[Object point labels]

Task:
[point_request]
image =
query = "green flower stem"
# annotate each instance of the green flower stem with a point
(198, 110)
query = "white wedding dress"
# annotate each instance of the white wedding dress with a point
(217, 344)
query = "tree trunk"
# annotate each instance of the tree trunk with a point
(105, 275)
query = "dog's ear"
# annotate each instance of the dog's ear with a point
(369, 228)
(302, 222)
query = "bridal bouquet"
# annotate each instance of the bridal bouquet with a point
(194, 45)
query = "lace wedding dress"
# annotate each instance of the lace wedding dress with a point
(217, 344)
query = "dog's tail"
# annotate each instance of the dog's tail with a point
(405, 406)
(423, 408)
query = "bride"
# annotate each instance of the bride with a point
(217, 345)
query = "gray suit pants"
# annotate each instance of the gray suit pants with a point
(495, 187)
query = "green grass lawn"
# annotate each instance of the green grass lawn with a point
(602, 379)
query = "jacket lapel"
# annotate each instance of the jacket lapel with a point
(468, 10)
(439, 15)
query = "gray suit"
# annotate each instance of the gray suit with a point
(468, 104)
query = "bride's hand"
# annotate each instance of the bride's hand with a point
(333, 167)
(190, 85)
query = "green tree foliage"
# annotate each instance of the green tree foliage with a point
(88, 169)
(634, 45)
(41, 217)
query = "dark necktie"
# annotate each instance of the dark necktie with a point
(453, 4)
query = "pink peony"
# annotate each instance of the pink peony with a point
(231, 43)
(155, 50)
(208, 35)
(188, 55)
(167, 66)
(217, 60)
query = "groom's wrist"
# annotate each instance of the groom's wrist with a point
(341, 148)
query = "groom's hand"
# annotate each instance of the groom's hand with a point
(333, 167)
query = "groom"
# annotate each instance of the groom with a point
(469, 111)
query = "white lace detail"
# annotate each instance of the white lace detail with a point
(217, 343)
* * *
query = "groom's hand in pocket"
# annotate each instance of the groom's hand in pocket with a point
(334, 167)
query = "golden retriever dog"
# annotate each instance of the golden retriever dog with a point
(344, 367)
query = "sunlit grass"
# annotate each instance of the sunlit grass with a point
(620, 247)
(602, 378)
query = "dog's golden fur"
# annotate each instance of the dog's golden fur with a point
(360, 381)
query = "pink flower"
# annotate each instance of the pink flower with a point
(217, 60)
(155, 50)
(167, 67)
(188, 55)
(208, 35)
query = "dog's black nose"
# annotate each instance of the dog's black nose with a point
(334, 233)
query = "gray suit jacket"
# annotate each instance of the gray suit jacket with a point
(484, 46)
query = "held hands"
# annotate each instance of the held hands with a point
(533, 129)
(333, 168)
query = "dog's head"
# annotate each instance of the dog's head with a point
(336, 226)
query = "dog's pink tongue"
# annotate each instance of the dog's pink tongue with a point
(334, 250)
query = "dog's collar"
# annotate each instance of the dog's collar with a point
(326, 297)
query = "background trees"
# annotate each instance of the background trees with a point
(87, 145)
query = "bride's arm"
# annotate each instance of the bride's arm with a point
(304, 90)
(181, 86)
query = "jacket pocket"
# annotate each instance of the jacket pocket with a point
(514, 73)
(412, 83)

Stated goal: Please find each line in the records that contains the string "bride" and copy those lines. Case counts.

Result of this exercise:
query = "bride"
# annotate each instance of the bride with a point
query = "bride's hand"
# annotate each instance of the bride's hand with a point
query = "bride's arm"
# annotate each instance of the bride's arm with a point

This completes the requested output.